(What to do) Reproduce the following entries word for word, leaving out the pictures.

(Records shown)
- - -

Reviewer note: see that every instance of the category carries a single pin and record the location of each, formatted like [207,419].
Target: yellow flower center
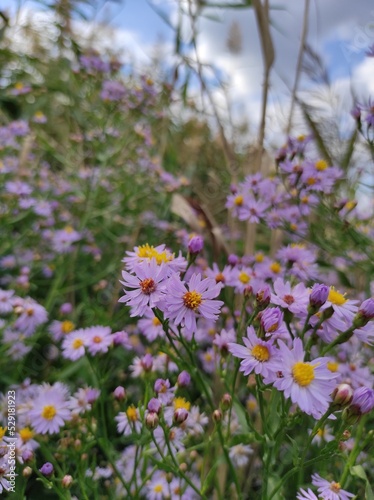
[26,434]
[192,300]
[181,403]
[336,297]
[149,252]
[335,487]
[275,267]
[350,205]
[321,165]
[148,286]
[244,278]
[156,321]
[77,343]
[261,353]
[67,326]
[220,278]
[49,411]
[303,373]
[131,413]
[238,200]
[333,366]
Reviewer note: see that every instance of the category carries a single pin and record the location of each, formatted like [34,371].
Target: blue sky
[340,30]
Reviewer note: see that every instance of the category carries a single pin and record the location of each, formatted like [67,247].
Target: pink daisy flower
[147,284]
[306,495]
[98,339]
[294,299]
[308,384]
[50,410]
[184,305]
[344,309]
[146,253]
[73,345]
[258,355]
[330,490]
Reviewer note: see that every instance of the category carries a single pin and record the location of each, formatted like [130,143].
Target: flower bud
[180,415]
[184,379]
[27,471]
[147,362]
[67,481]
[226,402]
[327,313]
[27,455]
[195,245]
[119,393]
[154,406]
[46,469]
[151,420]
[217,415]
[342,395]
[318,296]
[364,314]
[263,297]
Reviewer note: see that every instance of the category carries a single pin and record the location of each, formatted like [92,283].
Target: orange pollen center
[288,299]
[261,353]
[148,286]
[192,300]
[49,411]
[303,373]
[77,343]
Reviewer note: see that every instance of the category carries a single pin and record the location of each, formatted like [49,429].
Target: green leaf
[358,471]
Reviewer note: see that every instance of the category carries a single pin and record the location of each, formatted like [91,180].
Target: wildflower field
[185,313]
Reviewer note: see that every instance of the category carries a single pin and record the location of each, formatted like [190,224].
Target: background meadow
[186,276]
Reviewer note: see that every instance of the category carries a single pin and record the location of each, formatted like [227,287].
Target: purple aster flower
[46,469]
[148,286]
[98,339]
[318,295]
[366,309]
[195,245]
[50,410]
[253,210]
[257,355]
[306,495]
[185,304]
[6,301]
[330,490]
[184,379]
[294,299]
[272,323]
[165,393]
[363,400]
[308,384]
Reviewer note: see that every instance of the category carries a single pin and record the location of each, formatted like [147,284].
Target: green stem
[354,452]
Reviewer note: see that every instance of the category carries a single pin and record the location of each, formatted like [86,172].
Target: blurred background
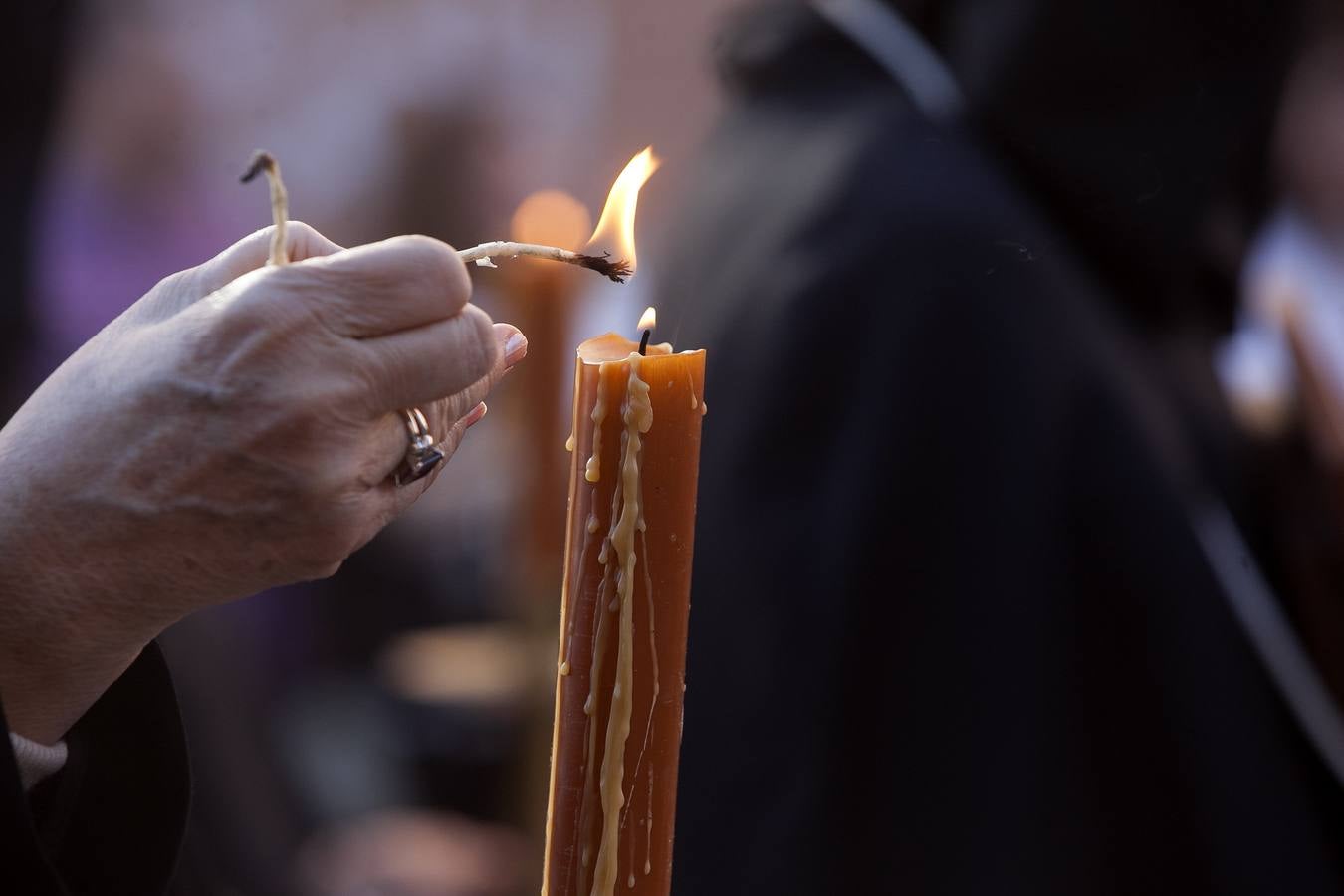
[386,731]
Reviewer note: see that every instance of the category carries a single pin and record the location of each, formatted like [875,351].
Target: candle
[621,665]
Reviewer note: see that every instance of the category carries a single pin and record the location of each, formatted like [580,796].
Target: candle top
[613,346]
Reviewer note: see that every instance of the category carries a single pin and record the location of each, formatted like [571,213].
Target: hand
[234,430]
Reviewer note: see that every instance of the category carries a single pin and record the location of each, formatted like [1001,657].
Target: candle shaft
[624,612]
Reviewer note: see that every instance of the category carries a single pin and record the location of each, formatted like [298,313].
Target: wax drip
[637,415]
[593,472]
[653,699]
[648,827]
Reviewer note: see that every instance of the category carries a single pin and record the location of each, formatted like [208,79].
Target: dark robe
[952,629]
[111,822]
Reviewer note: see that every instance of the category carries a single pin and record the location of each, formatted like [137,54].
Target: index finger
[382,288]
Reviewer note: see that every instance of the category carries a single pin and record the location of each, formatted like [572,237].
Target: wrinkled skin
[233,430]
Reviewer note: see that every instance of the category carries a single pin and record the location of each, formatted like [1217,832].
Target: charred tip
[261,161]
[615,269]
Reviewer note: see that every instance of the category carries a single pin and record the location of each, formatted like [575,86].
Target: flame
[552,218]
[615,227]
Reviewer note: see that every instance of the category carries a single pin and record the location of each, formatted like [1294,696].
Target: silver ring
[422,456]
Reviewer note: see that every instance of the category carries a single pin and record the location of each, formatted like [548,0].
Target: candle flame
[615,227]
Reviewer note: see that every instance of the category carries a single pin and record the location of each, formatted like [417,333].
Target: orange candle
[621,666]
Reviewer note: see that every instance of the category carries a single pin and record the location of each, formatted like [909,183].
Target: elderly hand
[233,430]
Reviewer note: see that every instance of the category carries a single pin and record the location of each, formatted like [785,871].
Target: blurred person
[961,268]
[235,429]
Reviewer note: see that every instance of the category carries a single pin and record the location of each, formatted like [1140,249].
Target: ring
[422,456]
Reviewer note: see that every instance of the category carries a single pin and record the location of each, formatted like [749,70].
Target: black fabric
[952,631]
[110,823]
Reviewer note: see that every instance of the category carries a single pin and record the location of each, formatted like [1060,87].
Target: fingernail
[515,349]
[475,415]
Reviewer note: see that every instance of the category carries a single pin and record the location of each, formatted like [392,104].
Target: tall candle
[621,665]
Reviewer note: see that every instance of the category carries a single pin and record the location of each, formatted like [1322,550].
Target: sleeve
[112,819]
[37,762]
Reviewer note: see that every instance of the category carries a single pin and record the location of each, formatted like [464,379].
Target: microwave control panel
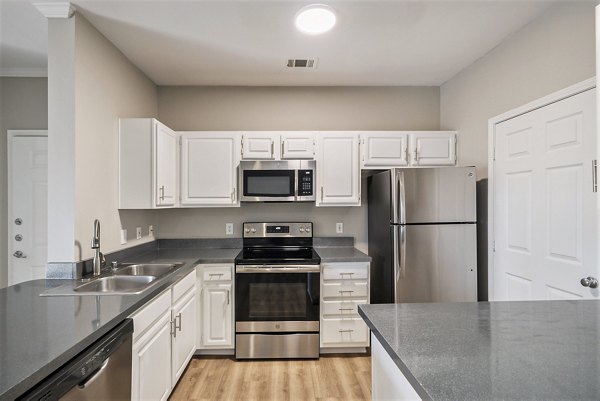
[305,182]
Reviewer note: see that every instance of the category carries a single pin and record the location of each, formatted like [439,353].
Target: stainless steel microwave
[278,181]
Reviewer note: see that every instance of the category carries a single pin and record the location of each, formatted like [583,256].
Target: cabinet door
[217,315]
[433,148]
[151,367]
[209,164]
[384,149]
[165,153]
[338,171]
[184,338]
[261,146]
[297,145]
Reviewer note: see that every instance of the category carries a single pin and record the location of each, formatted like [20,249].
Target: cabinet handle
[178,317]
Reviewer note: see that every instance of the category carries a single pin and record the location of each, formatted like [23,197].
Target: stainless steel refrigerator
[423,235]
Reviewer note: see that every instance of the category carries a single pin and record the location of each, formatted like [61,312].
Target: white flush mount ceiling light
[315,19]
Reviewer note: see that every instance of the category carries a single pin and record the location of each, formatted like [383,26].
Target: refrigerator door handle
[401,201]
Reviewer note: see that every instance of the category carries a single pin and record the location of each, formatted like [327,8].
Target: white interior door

- - -

(Correct response)
Reviewer note: see that every instance of the category carries a single pin and record the location of each, formatted like [207,419].
Target: yellow flower center
[26,434]
[192,300]
[181,403]
[336,297]
[149,252]
[335,487]
[275,267]
[350,205]
[321,165]
[148,286]
[244,278]
[156,321]
[77,343]
[261,353]
[67,326]
[220,278]
[49,411]
[303,373]
[131,413]
[238,200]
[333,366]
Reviewer note: see that every instance of the category carries a single pin and record the location of each, formatted like [34,371].
Target: blue sky
[340,30]
Reviewer note: see that every instance of the category carries a single pin and record the location of each, formatted like [67,247].
Target: pink daisy flower
[147,284]
[306,495]
[98,339]
[294,299]
[308,384]
[50,410]
[184,305]
[344,309]
[146,253]
[73,345]
[258,355]
[330,490]
Reviewer note: see that every instance of the category carries a single pin and record the location of each, formatted like [130,143].
Target: flower bud
[180,415]
[184,379]
[27,471]
[147,362]
[67,481]
[226,402]
[327,313]
[27,455]
[195,245]
[119,393]
[154,406]
[46,469]
[151,420]
[217,415]
[342,395]
[318,296]
[364,314]
[263,297]
Reviewer note: see that every instance of the category carries a single pin and record the location of each, formatted like [92,283].
Target: orange pollen center
[288,299]
[261,353]
[148,286]
[192,300]
[49,411]
[303,373]
[77,343]
Reviewer note: see that every instance of the category carries a single pin and record the location of each, formatted like [49,429].
Target: green leaf
[358,471]
Reviewer note: see that every instance of the category carries a single pin and record the location of each, formatted like [91,180].
Target: wildflower field
[185,313]
Reviewer note: see that every instance of the category carries a single pin and record the location of each, formatted like [190,224].
Target: background meadow
[186,276]
Reviewer note: see that every instance of the category carries a single pin and record the location of each, formatted like [227,287].
Target: purple aster flower
[46,469]
[148,286]
[98,339]
[318,295]
[366,309]
[195,245]
[50,410]
[253,210]
[257,355]
[306,495]
[185,304]
[6,301]
[330,490]
[184,379]
[294,299]
[272,323]
[165,393]
[363,400]
[308,384]
Reviewer note: see that every instance of the category carries a single pin and record the location of each, formatted like [147,284].
Target: green stem
[354,452]
Reviewer note: see that every instance of the category carries a single pin and record the location of each, formatted like [86,172].
Target: blurred background
[386,731]
Reviewer note: see that every instance of the category carries a single pin and record the location of each, formatted like [875,351].
Target: candle
[621,665]
Reviewer note: see that every instance of the category carries a single pin and record the location of each, formatted like [580,796].
Target: candle top
[613,346]
Reviewer note: see that every instance of the category carries a single pin and record the location of each, formatted like [571,213].
Target: hand
[234,430]
Reviewer note: see that every instance of the category carries a single pin and record the location of each, formatted like [1001,657].
Target: candle shaft
[624,612]
Reviewer note: see that every instance of the category carries a single pin and record the location of each, formatted like [298,313].
Target: wax drip
[637,415]
[593,472]
[653,699]
[648,827]
Reviewer note: see that every instance of the category carries a single pin and record the location of each, formatted like [208,79].
Target: dark robe
[952,629]
[111,822]
Reviewer note: see that every instance of the category carries a single pin and record the location of each, formatted like [137,54].
Target: index finger
[382,288]
Reviewer note: see that every instance of the category carries a single pin and record the location of each, formatted like [572,237].
Target: wrinkled skin
[233,430]
Reviewer note: see that every instance of the category carries a single pin and record the location of each, formatted like [1217,832].
Target: charred tip
[261,161]
[615,269]
Reviewer note: see that every instance of the category carries a single pin and record the location of each, formatted like [575,86].
Target: flame
[552,218]
[615,227]
Reviewer note: see that every instance of the category carries a single pin and record the location of each, formatted like [1294,696].
Target: silver ring
[422,456]
Reviewer note: see that every instance of the category carries a single pin and record the location of each, formatted like [548,0].
Target: candle flame
[615,227]
Reviewer note: see that every instance of the category carries a single pin and record the location of each, formatted like [417,333].
Target: orange candle
[621,666]
Reviewer note: see that every instance of the category carries a single pin and record the location of each, formatted like [909,183].
Target: elderly hand
[233,430]
Reviewer note: see that every instance of the category carries a single pin and record the location of each, formatted like [785,871].
Target: blurred person
[961,268]
[235,429]
Reviewer note: see that every instance of the category carries a single pin and record the location of each, formatted like [1140,249].
Target: ring
[422,456]
Reviewer note: see that every instance of the category carries a single pin and record the location of each, formatted like [749,70].
Target: black fabric
[952,631]
[110,823]
Reviewer note: see that every instance of the category carries a single pin and record the location of each, formatted like [1060,87].
Target: fingernail
[515,349]
[475,415]
Reviewer note: see that every instance of the category carries a single pin and record the location of each, formatted like [392,104].
Target: tall candle
[621,665]
Reviewer note: see that every instance of the category carries a single pin and record the location of each, formatted like [1322,550].
Target: sleeve
[112,819]
[37,762]
Reviewer note: see that every instance of the category carries a single pin and record the location of each, formatted like [464,379].
Target: microwave control panel
[305,182]
Reviewer note: see that every instance of the category carries a single pin and record the location of each, formatted like [439,353].
Target: stainless steel microwave
[278,181]
Reviewer note: see that every instance of the category carries a single pin and record the location of each, formatted like [583,256].
Target: cabinet door
[217,315]
[433,148]
[151,367]
[209,164]
[384,149]
[165,153]
[338,171]
[184,338]
[261,146]
[297,145]
Reviewer note: see that every instance of the category carries a single pin and record the location of each, formatted like [20,249].
Target: cabinet handle
[178,317]
Reviewer note: see that every instance of the category carries a single pin and record the location of each, formatted like [23,197].
Target: stainless steel refrigerator
[423,235]
Reviewer note: see that every instance of the category carries a single pin and record the location of each, formatted like [61,312].
Target: white flush mount ceiling light
[315,19]
Reviewer note: see that every instance of the category carries a single pin and record the location of each, formatted like [383,26].
Target: refrigerator door handle
[401,201]
Reviewer note: see that every instance of the category carries a single pin and record the location of each, formatted like [327,8].
Target: white interior door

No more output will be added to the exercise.